Each record that follows is to be duplicated exactly, though its pictures are not.
[LISTED ENTRIES Boundary: Start]
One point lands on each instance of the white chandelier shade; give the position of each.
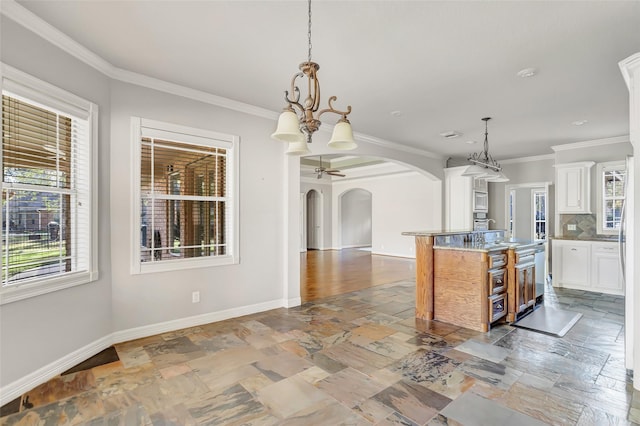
(288, 129)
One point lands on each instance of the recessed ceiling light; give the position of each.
(527, 72)
(450, 134)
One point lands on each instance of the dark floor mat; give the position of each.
(548, 320)
(105, 357)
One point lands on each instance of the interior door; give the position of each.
(313, 220)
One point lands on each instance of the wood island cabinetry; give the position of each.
(473, 285)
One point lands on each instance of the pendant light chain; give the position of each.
(486, 140)
(309, 33)
(300, 118)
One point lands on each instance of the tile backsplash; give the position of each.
(585, 225)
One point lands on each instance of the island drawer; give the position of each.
(497, 306)
(497, 281)
(497, 260)
(525, 256)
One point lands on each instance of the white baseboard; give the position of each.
(165, 327)
(408, 256)
(13, 390)
(290, 303)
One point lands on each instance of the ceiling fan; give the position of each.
(322, 170)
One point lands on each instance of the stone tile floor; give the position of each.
(356, 359)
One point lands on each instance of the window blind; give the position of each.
(45, 191)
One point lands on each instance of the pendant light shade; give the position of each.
(500, 178)
(301, 119)
(474, 170)
(342, 137)
(288, 129)
(483, 165)
(298, 148)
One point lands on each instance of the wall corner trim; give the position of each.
(24, 384)
(41, 375)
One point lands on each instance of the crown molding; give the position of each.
(628, 64)
(529, 159)
(589, 144)
(21, 15)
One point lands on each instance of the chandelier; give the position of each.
(298, 121)
(484, 166)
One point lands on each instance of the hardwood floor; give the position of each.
(327, 273)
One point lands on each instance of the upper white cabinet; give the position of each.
(573, 187)
(458, 191)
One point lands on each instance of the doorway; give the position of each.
(527, 218)
(355, 218)
(314, 220)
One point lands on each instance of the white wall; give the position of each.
(355, 213)
(403, 202)
(40, 330)
(147, 300)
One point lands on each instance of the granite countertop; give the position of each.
(515, 243)
(444, 233)
(610, 238)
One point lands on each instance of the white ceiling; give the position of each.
(444, 65)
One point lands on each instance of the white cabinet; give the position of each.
(575, 258)
(587, 265)
(605, 268)
(573, 187)
(458, 199)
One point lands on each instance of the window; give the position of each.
(539, 214)
(611, 192)
(185, 198)
(48, 178)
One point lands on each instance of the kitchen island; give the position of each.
(474, 278)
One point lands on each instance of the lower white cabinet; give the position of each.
(587, 265)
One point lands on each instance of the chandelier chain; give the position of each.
(309, 33)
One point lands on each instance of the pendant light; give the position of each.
(483, 165)
(298, 121)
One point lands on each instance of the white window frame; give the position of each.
(141, 127)
(21, 84)
(600, 214)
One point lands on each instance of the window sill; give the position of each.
(182, 264)
(16, 292)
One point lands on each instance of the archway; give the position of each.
(313, 220)
(355, 218)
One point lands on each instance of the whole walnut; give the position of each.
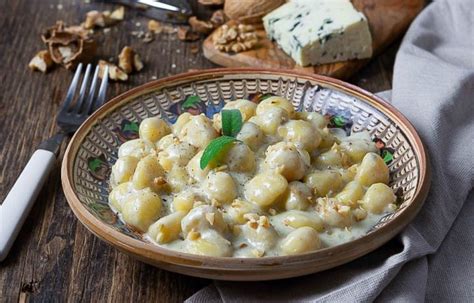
[LISTED ENTRIES Boundary: End]
» TASK RESULT
One point lands on each instance of the white chandelier shade; give the position of each.
(288, 129)
One point lands on each instance of the recessed ceiling light; give the position of each.
(527, 72)
(450, 134)
One point lands on each instance of the dark floor mat; give the position of each.
(548, 320)
(105, 357)
One point lands on each instance of the interior door; give the position of each.
(313, 220)
One point lands on each instance of the wood island cabinetry; give the position of each.
(473, 285)
One point lands on each instance of the pendant light chain; give the position of each.
(486, 140)
(309, 33)
(300, 118)
One point lands on each instance of the tile backsplash; give the position of each.
(585, 225)
One point lands on each instance of the island drawer; give the position of each.
(497, 306)
(497, 281)
(497, 260)
(525, 256)
One point lands on each instance of the white baseboard; give the position of each.
(165, 327)
(408, 256)
(13, 390)
(290, 303)
One point lands on each instance of the ceiling fan; give the position of each.
(322, 170)
One point lands on each instance of the stone tile floor; give the position of each.
(356, 359)
One point lands on each instance of the window blind; give the position of each.
(45, 191)
One point lands on each instance of the pendant light shade; give the position of each.
(500, 178)
(301, 119)
(474, 170)
(342, 137)
(288, 129)
(483, 165)
(298, 148)
One point lands on each instance of the wall corner trim; give the position of each.
(24, 384)
(41, 375)
One point lands on each instance of the crown molding; give the position of each.
(628, 64)
(529, 159)
(589, 144)
(21, 15)
One point lands on each instance of the chandelier; give the position of each.
(298, 121)
(484, 166)
One point lands on each instance of the hardwood floor; give the position of each.
(327, 273)
One point lands on each instance of the upper white cabinet; give the position of each.
(573, 187)
(458, 191)
One point lands on each instance of the doorway; give the position of each.
(527, 218)
(355, 218)
(314, 220)
One point lands on each instance of the white wall; give the position of each.
(355, 213)
(403, 202)
(40, 330)
(147, 300)
One point lands on each instance of the granite countertop; give the position of each.
(515, 243)
(444, 233)
(610, 238)
One point lands on each instance of the white ceiling; give the position of each.
(444, 65)
One point lands on each instance of the white cabinet; give the position of each.
(575, 258)
(587, 265)
(605, 268)
(573, 187)
(458, 199)
One point lands on each instance of the window; give the position of each.
(539, 214)
(611, 192)
(185, 198)
(48, 178)
One point lands on each instance of the kitchen island; give the position of each.
(474, 278)
One point lands on each instance of the lower white cabinet; give the position of each.
(587, 265)
One point lands on each instance of the chandelier chain; give the position of each.
(309, 33)
One point lands on each instance of the pendant light; give the position of each.
(483, 165)
(298, 121)
One point lands on each instance of the white window frame; give the position of each.
(141, 127)
(21, 84)
(600, 214)
One point lands on each instance of the window sill; give the position of each.
(182, 264)
(16, 292)
One point lands on each instance of the archway; give the position of each.
(313, 220)
(355, 218)
One point lands on each instance of the whole walnut; give the position of each.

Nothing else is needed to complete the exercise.